* **WHAT YOU ARE ASKED TO DO**
Could you copy, word for word, only the lines from the one containing "Q: Pick out each instance of the side" through the last line of the records below, both included?
** Opening INPUT RECORDS block **
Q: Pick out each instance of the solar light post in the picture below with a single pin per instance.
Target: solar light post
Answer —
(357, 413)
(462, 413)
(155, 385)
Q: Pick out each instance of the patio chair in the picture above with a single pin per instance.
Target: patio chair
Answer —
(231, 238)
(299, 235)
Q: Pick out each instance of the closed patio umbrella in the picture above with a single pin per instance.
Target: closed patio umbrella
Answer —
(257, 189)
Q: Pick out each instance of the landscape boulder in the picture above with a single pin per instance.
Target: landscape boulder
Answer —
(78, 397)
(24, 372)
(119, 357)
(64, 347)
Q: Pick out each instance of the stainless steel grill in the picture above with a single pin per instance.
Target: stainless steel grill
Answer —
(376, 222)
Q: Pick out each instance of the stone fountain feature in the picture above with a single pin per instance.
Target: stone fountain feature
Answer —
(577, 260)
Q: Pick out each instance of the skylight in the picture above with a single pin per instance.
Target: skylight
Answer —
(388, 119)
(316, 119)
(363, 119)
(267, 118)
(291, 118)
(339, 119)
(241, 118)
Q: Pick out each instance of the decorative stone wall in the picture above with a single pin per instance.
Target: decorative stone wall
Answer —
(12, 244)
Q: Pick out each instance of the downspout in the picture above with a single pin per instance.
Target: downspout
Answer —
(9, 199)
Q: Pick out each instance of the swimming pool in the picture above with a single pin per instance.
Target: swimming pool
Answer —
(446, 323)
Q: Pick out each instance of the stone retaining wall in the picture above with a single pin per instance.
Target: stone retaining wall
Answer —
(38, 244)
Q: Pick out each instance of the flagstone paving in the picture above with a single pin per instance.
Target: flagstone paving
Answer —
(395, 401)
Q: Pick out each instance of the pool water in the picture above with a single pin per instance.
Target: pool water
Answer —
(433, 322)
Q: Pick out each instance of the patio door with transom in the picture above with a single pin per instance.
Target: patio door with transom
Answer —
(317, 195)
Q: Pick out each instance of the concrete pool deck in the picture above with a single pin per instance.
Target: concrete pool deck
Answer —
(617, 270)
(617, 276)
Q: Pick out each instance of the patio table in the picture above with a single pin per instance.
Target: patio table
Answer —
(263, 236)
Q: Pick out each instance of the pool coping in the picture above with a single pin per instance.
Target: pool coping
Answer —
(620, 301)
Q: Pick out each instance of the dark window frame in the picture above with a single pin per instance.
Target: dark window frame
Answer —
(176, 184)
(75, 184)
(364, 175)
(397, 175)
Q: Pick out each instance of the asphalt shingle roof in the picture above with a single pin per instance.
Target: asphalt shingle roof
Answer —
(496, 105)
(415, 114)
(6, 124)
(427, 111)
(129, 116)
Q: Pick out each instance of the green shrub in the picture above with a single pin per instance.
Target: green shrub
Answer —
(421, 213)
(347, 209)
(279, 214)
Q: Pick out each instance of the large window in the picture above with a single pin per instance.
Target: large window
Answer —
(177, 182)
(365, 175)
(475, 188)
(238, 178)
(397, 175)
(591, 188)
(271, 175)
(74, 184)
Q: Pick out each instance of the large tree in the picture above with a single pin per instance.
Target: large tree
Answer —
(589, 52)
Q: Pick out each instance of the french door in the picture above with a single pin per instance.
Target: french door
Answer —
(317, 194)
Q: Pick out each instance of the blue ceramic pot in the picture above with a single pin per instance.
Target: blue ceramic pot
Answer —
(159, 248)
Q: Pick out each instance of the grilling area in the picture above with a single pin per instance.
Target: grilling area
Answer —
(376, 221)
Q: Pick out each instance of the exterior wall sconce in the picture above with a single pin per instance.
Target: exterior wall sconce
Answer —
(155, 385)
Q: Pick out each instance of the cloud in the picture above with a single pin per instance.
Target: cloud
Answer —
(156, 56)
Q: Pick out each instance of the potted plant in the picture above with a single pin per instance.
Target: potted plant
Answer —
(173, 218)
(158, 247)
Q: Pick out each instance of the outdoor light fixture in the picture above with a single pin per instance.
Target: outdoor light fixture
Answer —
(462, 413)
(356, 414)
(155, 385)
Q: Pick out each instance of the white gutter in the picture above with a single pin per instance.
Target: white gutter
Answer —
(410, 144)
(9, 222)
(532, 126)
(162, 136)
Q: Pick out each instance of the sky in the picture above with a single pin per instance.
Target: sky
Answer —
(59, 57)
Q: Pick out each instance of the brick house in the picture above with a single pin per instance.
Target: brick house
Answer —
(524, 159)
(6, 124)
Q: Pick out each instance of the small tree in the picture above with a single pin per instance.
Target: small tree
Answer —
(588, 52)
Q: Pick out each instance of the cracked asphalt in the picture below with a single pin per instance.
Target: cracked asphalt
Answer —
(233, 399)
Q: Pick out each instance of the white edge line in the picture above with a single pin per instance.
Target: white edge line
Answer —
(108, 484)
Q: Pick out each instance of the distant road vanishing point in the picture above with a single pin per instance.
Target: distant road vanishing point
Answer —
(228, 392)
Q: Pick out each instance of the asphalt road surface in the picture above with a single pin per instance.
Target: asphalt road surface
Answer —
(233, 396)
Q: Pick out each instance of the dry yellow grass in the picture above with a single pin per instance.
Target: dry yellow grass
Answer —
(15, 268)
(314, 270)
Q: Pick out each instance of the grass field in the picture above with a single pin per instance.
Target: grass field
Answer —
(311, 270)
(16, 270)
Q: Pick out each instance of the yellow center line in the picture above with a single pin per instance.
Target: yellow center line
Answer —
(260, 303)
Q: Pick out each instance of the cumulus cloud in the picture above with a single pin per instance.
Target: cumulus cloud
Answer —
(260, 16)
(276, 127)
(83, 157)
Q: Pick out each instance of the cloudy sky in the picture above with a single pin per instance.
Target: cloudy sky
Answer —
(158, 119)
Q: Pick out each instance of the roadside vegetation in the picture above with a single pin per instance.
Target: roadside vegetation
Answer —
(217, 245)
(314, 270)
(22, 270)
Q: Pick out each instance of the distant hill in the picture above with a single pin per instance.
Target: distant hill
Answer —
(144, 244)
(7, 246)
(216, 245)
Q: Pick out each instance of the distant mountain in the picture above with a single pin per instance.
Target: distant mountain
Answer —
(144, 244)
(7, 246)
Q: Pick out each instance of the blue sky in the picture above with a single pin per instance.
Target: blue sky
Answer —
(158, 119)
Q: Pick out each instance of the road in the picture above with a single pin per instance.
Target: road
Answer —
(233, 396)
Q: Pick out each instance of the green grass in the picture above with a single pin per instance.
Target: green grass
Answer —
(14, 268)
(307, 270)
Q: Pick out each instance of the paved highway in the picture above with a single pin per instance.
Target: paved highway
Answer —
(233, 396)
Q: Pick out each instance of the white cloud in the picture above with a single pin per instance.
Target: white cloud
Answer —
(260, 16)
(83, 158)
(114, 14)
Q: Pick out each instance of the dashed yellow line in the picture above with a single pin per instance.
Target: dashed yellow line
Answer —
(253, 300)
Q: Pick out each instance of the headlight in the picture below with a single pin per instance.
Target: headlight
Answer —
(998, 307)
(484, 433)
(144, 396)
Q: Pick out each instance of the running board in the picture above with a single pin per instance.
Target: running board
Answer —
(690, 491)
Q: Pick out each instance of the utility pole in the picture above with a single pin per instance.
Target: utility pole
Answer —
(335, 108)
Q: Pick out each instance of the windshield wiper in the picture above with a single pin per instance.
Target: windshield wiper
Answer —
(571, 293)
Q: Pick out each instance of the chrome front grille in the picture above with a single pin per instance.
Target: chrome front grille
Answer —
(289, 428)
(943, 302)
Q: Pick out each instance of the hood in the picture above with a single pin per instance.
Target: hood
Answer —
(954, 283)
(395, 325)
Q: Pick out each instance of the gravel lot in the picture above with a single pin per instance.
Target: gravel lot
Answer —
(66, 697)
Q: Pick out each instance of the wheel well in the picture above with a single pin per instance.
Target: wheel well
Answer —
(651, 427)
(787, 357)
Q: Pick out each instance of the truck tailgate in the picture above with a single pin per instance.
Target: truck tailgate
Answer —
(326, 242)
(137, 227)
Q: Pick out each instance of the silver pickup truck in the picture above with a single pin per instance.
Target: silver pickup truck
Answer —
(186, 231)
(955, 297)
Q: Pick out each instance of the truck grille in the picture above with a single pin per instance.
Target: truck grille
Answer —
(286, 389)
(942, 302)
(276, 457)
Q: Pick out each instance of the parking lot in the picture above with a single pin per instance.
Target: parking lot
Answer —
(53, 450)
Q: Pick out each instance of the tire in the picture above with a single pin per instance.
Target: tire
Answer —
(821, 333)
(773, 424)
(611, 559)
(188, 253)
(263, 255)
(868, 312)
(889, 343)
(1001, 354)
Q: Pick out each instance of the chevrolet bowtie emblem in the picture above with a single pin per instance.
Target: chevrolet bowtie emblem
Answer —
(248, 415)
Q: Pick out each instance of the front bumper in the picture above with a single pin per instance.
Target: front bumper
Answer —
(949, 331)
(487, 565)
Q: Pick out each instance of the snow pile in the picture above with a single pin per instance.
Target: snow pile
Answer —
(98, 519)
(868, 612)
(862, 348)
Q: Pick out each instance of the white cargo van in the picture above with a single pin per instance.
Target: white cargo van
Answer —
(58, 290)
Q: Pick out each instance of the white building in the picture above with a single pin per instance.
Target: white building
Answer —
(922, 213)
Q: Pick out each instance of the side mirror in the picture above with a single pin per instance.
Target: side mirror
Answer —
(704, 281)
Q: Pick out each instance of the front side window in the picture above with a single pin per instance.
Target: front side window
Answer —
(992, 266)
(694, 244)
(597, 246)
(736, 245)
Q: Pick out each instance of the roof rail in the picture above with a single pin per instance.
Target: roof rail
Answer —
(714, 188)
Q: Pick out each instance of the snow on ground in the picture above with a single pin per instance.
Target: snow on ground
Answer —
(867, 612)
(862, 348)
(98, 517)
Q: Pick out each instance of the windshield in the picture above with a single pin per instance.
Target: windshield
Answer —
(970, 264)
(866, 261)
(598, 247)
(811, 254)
** Closing INPUT RECORDS block **
* **RESULT BELOW**
Q: Pick out each instance of the side mirror in the picture above with a single pin per instance.
Target: side mirror
Answer —
(704, 281)
Q: Pick out each instance of the front side window in the picture above with a single pin per instance.
Target: front side window
Answer —
(992, 266)
(694, 244)
(597, 246)
(736, 245)
Q: Pick out each instance of the roof rail in the picture above with a single pin per instance.
Target: roof rail
Answer —
(714, 188)
Q: Pick out each instance of the snow on ground in the picture above with a single pin per instance.
Target: snow on ground
Answer —
(867, 612)
(862, 348)
(98, 517)
Q: Pick out each instance of the windshield in the picture above with a single pin per instance.
Target: windshield
Answer —
(970, 264)
(866, 261)
(598, 247)
(811, 254)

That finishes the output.